> [EXERCISE BRIEF] Say how many lines of the data contain "below", and nothing more.

> [TASK MATERIAL]

'''

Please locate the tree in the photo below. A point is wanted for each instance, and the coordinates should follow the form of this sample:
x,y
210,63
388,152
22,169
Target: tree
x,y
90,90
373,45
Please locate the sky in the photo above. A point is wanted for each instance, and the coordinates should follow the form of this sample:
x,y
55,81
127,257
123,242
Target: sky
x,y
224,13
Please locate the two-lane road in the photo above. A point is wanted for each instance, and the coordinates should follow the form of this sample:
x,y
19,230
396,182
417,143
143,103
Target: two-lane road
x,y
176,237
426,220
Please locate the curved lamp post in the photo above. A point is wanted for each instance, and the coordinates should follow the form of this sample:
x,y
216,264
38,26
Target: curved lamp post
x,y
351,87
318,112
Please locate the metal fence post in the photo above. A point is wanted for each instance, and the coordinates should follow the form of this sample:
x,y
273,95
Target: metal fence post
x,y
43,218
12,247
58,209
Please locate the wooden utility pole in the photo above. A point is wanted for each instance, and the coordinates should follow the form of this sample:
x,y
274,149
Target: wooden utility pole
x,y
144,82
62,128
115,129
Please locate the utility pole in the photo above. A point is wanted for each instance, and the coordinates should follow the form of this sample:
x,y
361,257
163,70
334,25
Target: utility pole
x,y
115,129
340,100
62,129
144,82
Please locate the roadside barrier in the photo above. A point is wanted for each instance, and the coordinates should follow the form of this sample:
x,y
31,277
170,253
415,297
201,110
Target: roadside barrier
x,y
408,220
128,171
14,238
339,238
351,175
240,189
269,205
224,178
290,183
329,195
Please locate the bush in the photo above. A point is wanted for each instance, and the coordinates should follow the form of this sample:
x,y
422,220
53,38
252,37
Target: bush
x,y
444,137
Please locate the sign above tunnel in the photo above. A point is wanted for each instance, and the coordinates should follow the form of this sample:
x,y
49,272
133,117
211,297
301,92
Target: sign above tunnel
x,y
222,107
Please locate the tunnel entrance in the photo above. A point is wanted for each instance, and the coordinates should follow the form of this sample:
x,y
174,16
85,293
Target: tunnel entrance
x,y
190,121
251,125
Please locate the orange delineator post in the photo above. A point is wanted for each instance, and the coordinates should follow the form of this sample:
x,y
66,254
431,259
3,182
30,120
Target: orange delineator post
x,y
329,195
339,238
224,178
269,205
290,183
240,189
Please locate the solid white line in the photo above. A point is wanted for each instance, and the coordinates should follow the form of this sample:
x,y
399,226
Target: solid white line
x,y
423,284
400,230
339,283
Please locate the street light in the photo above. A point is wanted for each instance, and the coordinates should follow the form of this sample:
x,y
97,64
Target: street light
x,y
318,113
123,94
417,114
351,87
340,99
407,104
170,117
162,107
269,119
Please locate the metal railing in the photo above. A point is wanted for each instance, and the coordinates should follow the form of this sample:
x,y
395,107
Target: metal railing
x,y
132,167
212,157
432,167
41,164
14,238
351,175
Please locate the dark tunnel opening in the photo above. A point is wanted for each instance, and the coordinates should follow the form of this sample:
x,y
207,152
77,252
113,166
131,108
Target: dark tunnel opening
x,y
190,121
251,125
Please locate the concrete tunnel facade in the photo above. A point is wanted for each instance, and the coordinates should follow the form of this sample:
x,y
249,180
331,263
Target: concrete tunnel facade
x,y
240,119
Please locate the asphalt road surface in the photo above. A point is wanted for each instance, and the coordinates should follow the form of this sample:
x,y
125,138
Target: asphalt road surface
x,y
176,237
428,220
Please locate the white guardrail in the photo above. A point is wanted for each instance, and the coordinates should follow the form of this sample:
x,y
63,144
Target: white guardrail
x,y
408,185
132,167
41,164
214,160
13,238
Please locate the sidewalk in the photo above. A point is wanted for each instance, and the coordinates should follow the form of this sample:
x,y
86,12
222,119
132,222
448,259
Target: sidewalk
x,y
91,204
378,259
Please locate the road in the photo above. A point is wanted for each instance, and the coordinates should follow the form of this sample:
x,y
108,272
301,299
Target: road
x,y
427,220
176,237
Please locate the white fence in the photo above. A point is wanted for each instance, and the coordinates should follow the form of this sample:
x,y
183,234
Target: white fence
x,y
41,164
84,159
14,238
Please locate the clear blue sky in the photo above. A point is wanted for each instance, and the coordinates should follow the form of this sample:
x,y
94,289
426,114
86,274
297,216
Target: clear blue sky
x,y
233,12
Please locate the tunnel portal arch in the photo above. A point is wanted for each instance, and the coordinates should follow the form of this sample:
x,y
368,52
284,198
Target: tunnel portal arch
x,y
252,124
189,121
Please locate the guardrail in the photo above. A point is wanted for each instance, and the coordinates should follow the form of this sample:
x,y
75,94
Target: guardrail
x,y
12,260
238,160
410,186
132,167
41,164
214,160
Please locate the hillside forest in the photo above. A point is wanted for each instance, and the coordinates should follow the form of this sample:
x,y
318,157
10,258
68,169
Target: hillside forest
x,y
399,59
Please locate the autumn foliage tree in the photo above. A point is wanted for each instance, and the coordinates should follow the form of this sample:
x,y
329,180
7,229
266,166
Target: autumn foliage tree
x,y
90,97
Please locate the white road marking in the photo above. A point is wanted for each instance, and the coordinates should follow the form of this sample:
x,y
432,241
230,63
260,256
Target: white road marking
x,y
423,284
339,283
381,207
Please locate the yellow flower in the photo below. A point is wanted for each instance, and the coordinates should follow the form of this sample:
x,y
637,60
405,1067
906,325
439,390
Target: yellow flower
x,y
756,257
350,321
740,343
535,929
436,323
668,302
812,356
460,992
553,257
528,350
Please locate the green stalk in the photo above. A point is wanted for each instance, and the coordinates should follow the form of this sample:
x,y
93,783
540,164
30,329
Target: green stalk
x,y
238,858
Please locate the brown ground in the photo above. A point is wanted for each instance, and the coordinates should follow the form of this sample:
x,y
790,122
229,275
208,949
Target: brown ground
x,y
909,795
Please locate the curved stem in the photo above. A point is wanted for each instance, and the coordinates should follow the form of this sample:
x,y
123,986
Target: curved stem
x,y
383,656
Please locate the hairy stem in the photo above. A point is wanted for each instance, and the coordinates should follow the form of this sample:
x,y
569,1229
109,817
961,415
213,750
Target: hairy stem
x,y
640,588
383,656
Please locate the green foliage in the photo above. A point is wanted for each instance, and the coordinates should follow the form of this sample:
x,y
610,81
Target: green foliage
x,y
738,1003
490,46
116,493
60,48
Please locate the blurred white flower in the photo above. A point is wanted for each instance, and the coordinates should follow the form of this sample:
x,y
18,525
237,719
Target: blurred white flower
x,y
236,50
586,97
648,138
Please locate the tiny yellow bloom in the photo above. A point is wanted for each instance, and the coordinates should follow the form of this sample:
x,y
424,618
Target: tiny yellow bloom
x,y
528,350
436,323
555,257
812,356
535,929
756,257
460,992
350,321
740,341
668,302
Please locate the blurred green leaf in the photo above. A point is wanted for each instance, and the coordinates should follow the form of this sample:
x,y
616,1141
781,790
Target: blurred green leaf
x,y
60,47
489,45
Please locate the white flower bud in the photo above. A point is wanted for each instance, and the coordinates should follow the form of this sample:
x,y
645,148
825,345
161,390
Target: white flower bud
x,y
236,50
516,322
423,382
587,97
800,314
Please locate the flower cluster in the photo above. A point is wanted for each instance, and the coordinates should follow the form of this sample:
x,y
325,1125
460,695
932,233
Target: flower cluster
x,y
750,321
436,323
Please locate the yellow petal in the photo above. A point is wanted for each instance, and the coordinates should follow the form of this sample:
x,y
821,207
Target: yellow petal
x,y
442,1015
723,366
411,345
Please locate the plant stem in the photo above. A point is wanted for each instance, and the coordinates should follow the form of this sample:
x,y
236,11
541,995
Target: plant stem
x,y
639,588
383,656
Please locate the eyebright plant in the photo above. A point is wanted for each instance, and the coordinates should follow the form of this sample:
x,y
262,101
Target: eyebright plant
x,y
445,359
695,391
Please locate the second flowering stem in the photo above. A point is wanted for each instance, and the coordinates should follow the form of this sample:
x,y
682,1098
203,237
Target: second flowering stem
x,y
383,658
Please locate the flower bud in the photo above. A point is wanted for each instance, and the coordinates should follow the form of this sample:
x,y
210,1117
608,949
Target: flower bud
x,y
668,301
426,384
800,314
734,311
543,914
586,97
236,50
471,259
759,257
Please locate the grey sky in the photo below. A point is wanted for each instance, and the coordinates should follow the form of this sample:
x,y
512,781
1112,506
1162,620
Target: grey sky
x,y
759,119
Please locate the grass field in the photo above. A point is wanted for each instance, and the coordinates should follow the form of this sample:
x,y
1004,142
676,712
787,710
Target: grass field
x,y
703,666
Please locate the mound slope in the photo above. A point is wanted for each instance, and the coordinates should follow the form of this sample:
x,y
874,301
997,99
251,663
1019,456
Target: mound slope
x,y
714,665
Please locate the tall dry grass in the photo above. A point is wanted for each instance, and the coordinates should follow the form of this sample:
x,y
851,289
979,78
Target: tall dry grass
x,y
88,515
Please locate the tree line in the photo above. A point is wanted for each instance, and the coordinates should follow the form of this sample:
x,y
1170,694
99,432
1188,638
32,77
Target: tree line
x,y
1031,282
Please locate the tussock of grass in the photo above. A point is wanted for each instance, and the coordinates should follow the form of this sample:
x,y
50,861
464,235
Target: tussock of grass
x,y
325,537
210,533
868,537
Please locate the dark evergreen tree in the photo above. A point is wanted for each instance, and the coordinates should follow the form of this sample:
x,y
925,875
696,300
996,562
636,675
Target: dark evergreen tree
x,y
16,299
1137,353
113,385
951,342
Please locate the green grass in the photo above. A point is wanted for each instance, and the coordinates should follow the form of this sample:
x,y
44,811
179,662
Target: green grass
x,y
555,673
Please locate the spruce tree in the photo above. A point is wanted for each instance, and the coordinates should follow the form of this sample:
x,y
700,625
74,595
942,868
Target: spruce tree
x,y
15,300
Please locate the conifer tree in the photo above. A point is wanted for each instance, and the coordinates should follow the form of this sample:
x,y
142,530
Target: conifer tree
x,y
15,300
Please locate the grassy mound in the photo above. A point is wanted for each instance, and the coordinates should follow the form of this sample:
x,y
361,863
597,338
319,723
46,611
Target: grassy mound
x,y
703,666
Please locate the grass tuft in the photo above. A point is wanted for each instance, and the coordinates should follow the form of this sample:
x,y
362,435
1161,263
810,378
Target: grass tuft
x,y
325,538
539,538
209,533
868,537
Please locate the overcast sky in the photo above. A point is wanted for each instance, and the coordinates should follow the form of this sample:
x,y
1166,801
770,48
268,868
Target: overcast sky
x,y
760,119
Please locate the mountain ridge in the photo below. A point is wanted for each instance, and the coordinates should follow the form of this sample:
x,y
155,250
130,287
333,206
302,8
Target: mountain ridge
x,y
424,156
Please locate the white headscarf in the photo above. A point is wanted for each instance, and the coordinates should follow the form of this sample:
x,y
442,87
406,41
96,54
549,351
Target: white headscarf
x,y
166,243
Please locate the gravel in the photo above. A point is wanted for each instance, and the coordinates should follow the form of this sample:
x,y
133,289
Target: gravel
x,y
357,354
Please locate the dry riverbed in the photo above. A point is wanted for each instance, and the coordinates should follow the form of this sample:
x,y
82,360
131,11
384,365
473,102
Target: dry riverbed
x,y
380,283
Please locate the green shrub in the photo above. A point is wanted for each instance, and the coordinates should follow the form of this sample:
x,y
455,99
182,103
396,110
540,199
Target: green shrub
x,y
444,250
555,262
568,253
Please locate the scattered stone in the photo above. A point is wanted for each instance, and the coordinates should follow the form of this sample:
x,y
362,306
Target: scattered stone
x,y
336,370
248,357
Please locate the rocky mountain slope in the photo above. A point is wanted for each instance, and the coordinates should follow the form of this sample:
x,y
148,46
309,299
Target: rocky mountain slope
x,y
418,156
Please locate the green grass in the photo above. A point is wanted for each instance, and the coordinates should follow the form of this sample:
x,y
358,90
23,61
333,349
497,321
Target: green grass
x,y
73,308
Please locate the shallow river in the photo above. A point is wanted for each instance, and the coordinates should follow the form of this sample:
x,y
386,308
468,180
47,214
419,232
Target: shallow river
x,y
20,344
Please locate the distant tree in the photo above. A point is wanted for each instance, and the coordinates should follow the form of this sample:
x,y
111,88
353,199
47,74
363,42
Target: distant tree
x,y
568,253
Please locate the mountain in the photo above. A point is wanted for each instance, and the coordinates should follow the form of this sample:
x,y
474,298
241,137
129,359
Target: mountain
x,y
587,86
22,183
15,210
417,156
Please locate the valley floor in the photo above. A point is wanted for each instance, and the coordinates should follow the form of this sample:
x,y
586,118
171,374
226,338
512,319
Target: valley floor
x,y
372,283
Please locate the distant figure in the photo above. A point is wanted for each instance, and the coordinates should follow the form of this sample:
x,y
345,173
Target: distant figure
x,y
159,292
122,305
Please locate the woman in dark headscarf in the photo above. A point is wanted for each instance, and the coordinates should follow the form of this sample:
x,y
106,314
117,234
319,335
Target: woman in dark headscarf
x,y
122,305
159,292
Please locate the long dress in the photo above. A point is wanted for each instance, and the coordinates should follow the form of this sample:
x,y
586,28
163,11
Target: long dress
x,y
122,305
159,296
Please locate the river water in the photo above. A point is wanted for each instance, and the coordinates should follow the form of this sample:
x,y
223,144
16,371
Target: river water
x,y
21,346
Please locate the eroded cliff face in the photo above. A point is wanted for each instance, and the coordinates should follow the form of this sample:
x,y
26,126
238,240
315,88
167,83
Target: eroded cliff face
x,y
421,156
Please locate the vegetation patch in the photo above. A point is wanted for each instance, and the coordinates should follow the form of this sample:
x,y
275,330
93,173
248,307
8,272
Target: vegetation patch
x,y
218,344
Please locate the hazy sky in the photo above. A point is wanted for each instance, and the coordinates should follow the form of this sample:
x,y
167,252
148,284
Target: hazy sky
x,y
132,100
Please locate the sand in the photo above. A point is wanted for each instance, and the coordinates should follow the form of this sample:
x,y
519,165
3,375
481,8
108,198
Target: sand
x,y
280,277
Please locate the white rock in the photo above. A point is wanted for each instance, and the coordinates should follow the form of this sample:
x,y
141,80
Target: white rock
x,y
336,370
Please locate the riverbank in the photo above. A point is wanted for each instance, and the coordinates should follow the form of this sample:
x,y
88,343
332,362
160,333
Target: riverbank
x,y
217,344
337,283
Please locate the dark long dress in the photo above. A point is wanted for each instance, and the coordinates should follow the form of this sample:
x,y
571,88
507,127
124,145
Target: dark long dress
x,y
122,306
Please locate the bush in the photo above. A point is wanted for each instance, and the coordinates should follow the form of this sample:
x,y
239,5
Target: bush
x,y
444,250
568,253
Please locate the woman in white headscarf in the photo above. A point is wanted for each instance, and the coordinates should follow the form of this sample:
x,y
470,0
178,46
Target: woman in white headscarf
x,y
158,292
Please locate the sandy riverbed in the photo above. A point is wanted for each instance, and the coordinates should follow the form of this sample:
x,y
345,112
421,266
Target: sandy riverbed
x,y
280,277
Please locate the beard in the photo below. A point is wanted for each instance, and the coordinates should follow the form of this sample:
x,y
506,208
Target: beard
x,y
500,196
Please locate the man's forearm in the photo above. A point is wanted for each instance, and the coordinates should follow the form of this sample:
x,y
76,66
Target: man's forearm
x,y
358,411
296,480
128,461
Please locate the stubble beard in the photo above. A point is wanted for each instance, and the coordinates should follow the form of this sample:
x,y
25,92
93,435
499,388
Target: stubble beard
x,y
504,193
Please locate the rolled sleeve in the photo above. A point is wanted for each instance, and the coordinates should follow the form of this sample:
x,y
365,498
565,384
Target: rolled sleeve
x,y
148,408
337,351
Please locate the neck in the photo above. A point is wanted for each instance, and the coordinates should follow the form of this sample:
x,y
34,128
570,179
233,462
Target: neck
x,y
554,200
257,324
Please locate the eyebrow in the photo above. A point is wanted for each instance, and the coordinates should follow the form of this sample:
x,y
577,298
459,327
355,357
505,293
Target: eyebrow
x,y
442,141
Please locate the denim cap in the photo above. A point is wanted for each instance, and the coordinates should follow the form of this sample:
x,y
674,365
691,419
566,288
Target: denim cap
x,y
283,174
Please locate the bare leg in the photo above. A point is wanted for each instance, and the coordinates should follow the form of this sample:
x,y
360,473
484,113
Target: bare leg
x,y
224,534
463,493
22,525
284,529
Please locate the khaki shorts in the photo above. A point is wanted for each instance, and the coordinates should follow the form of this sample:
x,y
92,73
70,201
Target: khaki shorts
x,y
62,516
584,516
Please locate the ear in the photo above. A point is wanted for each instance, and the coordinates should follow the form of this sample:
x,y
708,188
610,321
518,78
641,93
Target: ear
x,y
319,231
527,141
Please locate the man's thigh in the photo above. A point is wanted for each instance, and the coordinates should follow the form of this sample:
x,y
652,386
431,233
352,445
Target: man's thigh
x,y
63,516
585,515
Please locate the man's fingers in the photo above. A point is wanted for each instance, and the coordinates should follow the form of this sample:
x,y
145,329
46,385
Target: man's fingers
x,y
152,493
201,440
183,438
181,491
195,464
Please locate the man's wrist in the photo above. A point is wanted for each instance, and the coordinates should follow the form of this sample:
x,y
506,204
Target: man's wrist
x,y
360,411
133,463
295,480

'''

> [COMPLETED EXERCISE] 5